--- Task goal ---
Please copy out the part of the listing that opens with the line containing "Mark a point on every instance of the blonde" and closes at the end of the listing, keeping every line. Adjust each answer coordinate by -64, and leave all other lines and numbers unchanged.

>> Begin Records for processing

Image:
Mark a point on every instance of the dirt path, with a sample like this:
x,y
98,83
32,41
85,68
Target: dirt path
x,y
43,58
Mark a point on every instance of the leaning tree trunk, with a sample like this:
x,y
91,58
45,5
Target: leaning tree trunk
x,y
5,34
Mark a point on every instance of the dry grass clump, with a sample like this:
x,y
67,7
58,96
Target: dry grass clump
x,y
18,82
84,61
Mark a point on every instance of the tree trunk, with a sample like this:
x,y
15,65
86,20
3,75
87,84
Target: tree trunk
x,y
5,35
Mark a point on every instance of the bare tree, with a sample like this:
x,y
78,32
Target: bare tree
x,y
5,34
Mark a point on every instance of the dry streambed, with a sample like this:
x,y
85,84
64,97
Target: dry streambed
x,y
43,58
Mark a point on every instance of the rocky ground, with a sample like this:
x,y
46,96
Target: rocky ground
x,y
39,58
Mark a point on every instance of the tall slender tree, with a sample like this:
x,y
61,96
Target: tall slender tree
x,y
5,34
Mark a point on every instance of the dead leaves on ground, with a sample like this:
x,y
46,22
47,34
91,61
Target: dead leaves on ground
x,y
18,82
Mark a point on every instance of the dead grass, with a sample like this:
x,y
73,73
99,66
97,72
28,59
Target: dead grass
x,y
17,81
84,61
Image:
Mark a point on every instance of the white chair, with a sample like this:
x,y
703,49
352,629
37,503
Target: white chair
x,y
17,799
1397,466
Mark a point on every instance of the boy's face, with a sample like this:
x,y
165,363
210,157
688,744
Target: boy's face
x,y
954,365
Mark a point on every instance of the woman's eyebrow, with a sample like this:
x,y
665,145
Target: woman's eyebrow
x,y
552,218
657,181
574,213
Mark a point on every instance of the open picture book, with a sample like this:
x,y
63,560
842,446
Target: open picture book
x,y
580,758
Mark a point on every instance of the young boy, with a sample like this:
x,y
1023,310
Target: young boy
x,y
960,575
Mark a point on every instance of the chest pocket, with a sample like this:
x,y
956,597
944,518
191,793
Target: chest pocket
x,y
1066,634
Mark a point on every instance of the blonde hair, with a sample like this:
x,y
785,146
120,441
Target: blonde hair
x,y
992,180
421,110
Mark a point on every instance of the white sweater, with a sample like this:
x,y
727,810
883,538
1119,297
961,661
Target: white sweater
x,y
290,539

>> End Records for processing

--- Result of the task ---
Mark a point on every instance of the blonde hair, with a sample like this:
x,y
785,146
120,441
Target: blonde hair
x,y
928,116
357,46
Mark a point on every instance of the white sweater, with a sample like this:
x,y
727,810
883,538
1119,297
961,661
Target: white sweater
x,y
226,475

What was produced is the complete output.